**** RECORDS FOR PROCESSING
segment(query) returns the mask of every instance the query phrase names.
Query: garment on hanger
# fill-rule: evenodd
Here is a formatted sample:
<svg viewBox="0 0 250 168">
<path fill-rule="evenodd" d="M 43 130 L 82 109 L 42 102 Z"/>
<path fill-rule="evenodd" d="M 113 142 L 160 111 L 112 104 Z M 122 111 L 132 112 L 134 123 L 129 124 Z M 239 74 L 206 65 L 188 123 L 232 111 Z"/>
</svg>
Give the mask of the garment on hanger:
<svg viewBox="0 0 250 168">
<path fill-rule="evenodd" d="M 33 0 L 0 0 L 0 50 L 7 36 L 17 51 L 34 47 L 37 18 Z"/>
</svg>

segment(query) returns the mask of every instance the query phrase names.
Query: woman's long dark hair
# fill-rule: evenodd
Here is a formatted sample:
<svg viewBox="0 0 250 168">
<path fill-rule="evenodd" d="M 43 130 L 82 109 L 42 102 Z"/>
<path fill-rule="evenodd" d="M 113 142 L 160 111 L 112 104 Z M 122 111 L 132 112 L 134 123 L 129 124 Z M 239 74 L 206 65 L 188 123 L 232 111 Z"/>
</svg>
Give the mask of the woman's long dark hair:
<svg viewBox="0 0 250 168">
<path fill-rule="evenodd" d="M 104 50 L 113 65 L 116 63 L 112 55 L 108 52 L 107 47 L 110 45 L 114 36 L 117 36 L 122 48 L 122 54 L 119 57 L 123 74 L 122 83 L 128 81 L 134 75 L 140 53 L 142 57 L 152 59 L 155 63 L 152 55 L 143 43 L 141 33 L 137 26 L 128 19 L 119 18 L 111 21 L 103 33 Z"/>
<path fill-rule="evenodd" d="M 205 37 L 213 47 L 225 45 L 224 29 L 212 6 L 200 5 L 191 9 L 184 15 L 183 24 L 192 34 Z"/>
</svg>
********
## WHAT YOU WILL DO
Write out every line of the records exactly.

## RESULT
segment(query) returns the mask of every instance the query phrase names.
Query: garment on hanger
# fill-rule: evenodd
Here is a formatted sample:
<svg viewBox="0 0 250 168">
<path fill-rule="evenodd" d="M 43 130 L 82 109 L 42 102 Z"/>
<path fill-rule="evenodd" d="M 113 142 L 160 111 L 112 104 Z M 122 111 L 132 112 L 134 123 L 129 124 Z M 239 74 L 206 65 L 188 123 L 232 111 Z"/>
</svg>
Give the mask of the garment on hanger:
<svg viewBox="0 0 250 168">
<path fill-rule="evenodd" d="M 33 0 L 0 0 L 0 50 L 7 36 L 17 51 L 34 47 L 37 18 Z"/>
</svg>

segment(query) returns the mask of every instance the query phrase names.
Query: woman's long dark hair
# fill-rule: evenodd
Here is a formatted sample:
<svg viewBox="0 0 250 168">
<path fill-rule="evenodd" d="M 43 130 L 82 109 L 42 102 Z"/>
<path fill-rule="evenodd" d="M 113 142 L 160 111 L 112 104 Z M 122 111 L 132 112 L 134 123 L 129 124 Z M 239 74 L 206 65 L 188 123 L 232 111 Z"/>
</svg>
Give the mask of the woman's long dark hair:
<svg viewBox="0 0 250 168">
<path fill-rule="evenodd" d="M 104 50 L 113 65 L 116 63 L 112 55 L 108 52 L 107 47 L 110 45 L 114 36 L 117 36 L 122 48 L 122 54 L 119 57 L 123 74 L 122 83 L 128 81 L 134 75 L 140 53 L 142 57 L 152 59 L 155 63 L 152 55 L 143 43 L 141 33 L 137 26 L 128 19 L 119 18 L 111 21 L 103 33 Z"/>
<path fill-rule="evenodd" d="M 205 37 L 213 47 L 225 45 L 224 29 L 212 6 L 200 5 L 191 9 L 184 15 L 183 24 L 192 34 Z"/>
</svg>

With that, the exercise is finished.